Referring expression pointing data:
[Start of section]

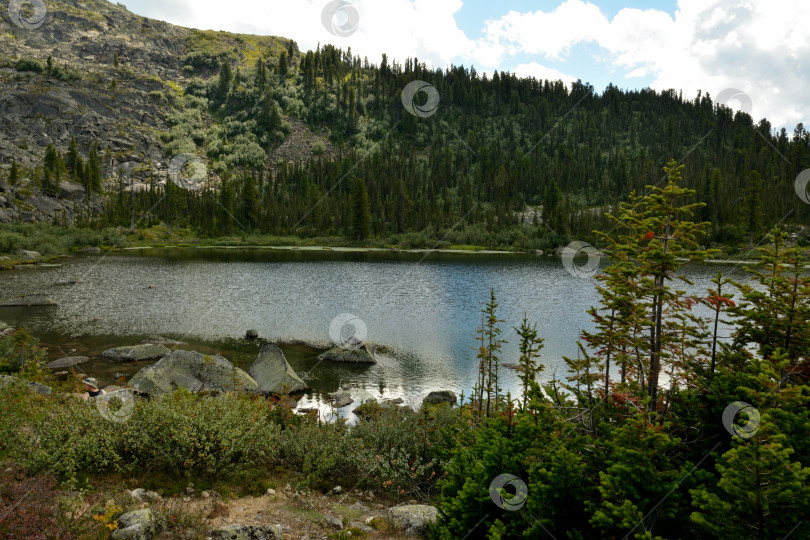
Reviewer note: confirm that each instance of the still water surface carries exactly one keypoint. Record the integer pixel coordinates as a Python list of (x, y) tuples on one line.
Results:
[(423, 308)]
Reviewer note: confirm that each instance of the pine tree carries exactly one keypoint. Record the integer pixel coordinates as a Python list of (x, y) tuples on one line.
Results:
[(13, 173), (774, 316), (491, 358), (530, 346), (762, 493), (283, 69), (94, 170), (73, 160), (752, 208), (361, 211)]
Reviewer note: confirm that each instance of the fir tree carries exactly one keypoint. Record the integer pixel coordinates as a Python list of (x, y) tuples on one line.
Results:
[(530, 346), (361, 211)]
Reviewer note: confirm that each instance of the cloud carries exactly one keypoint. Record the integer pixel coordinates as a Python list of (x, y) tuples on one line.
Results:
[(758, 46), (533, 69)]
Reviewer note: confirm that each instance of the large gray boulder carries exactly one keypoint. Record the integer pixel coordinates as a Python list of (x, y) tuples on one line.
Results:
[(360, 355), (136, 353), (192, 371), (248, 532), (31, 256), (71, 191), (70, 361), (413, 519), (441, 396), (273, 373), (7, 381), (137, 525)]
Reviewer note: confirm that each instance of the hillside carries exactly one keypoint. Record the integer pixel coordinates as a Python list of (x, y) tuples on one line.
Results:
[(319, 143)]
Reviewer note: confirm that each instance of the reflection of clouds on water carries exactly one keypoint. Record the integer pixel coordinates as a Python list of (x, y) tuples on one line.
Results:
[(427, 321)]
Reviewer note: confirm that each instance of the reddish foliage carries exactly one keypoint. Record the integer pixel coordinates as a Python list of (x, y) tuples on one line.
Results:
[(27, 507)]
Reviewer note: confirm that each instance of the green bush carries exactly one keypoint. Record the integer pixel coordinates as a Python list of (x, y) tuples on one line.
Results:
[(181, 434)]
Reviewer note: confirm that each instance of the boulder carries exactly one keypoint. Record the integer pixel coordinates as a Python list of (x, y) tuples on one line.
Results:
[(70, 361), (31, 256), (7, 381), (193, 371), (28, 300), (248, 532), (413, 519), (71, 191), (440, 396), (360, 355), (137, 525), (136, 353), (143, 496), (273, 373), (160, 340), (341, 399)]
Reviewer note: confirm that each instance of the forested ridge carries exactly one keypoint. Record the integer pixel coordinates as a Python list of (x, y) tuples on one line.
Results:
[(478, 171)]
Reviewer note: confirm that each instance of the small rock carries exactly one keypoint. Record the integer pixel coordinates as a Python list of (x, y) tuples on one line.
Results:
[(142, 495), (440, 396), (248, 532), (341, 399), (334, 522), (32, 256), (137, 525), (136, 353), (70, 361), (358, 525)]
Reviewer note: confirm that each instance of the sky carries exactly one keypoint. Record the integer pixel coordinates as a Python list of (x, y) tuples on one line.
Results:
[(759, 48)]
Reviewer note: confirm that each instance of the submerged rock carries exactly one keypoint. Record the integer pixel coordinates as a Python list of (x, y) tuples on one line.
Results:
[(440, 396), (273, 373), (29, 300), (248, 532), (136, 353), (160, 340), (70, 361), (360, 355), (341, 399), (137, 525), (7, 381), (193, 371)]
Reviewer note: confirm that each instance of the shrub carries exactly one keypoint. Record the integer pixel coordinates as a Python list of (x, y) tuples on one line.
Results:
[(182, 434)]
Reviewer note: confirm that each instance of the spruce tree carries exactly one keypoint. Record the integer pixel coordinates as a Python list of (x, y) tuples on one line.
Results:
[(530, 346), (361, 211), (13, 173)]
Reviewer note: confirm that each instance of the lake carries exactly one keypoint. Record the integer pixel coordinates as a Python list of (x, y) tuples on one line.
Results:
[(422, 307)]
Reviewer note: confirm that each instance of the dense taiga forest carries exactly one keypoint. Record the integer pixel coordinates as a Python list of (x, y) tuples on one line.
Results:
[(497, 161)]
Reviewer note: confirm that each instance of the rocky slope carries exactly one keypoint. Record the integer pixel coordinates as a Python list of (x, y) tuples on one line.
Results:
[(115, 78)]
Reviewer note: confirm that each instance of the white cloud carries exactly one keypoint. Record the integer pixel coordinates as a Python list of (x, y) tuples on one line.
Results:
[(533, 69), (759, 46)]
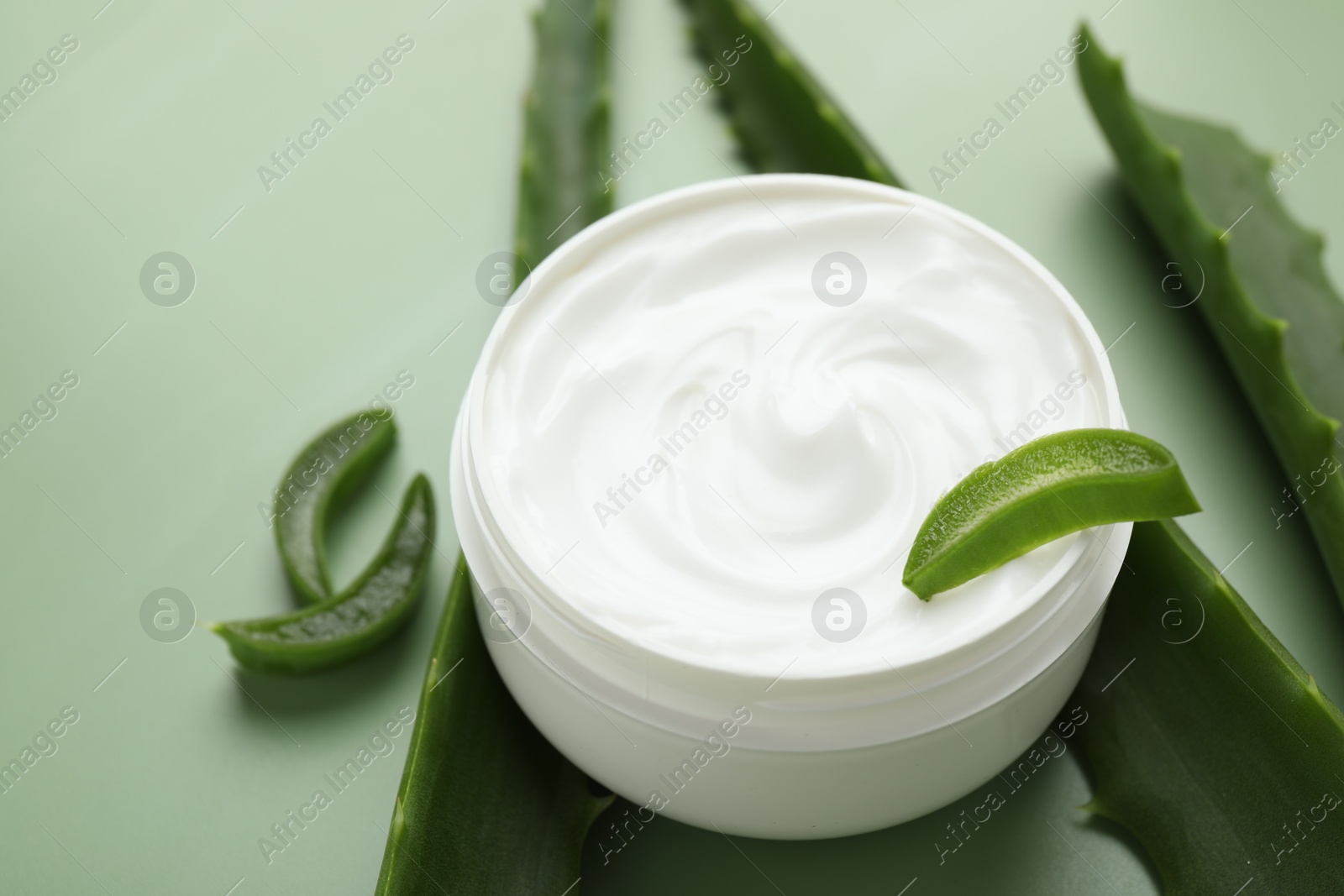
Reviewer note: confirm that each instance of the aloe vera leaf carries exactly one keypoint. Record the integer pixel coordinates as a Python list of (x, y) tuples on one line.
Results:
[(784, 120), (486, 806), (1039, 492), (1265, 295), (566, 128), (1209, 741), (374, 607), (315, 484)]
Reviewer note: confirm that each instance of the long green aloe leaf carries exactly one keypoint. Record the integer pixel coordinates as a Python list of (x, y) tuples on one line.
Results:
[(784, 120), (487, 806), (1258, 275), (1209, 741), (566, 128)]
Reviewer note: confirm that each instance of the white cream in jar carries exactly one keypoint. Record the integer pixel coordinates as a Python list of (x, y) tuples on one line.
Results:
[(687, 472)]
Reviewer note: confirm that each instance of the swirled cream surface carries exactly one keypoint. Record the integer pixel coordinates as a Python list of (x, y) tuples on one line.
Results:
[(710, 411)]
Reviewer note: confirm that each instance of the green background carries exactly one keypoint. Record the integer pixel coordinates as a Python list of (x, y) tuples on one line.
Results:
[(358, 265)]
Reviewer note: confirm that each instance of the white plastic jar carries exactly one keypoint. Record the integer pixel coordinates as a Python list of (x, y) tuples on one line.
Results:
[(687, 470)]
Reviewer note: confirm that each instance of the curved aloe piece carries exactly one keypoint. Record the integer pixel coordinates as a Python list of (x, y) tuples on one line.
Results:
[(486, 805), (1209, 741), (1043, 490), (326, 472), (360, 617), (783, 117), (566, 128), (1265, 295)]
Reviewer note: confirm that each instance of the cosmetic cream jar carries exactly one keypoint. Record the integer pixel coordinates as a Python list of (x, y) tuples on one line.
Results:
[(687, 470)]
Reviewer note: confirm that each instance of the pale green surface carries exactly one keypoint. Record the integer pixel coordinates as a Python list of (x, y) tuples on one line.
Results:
[(342, 275)]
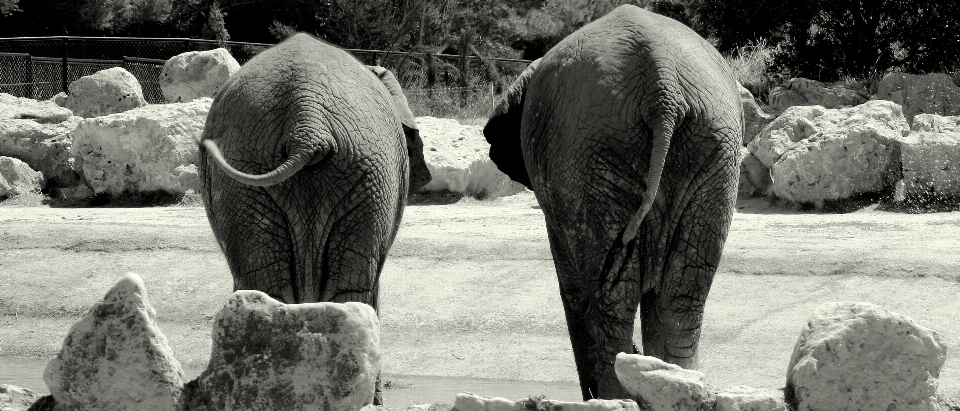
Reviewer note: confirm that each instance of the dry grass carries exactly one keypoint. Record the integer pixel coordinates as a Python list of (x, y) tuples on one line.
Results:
[(751, 64)]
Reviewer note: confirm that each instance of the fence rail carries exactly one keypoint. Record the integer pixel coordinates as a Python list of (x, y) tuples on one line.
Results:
[(41, 67)]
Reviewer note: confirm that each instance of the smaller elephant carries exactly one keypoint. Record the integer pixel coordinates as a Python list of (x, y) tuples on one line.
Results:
[(305, 163), (628, 131)]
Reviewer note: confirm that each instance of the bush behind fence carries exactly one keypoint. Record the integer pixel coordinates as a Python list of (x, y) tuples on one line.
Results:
[(41, 67)]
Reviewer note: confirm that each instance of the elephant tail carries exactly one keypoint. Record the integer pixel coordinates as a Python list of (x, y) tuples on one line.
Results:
[(297, 160), (662, 133)]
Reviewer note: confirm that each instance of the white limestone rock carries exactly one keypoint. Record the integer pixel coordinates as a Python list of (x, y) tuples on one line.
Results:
[(151, 148), (196, 74), (109, 91), (933, 93), (45, 147), (60, 99), (749, 399), (14, 398), (806, 92), (859, 356), (12, 107), (815, 154), (16, 177), (931, 159), (458, 159), (272, 356), (466, 401), (754, 176), (658, 385), (754, 118), (115, 357)]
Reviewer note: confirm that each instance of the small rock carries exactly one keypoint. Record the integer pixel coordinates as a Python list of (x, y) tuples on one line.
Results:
[(859, 356), (657, 385), (754, 118), (115, 357), (147, 149), (196, 74), (14, 398), (457, 157), (754, 176), (466, 401), (12, 107), (749, 399), (109, 91), (44, 147), (16, 177), (272, 356)]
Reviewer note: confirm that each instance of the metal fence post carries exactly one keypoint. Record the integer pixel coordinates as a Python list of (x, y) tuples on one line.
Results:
[(32, 88), (63, 81)]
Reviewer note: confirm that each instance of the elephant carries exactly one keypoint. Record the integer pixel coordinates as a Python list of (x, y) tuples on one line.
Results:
[(628, 132), (305, 162)]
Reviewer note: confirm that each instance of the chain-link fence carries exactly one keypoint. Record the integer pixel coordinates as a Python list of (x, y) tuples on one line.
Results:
[(41, 67)]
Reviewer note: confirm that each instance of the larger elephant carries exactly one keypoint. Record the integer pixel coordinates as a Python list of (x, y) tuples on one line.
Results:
[(306, 160), (628, 132)]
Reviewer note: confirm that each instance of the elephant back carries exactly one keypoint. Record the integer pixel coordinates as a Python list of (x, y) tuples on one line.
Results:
[(304, 88)]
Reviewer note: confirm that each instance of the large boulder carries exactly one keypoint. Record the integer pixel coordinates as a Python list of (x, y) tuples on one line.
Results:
[(859, 356), (196, 74), (472, 402), (116, 358), (657, 385), (754, 118), (12, 107), (934, 93), (806, 92), (44, 147), (931, 158), (16, 177), (151, 148), (268, 355), (109, 91), (458, 159), (816, 154)]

[End of section]

In the answer, return exactly the lines from the line containing "Reviewer note: confirm that each instance of the large boulder" to the end of the records above, and no others.

- SOLVED PROBLEM:
Reviewer note: confirm that each instance of the large boulder carries exactly one keypoint. Record the integer pixel coordinates as a Python list of (x, y) tuples on one line.
Results:
[(859, 356), (196, 74), (472, 402), (116, 358), (657, 385), (754, 118), (12, 107), (934, 93), (806, 92), (44, 147), (931, 158), (16, 177), (151, 148), (268, 355), (109, 91), (458, 159), (816, 154)]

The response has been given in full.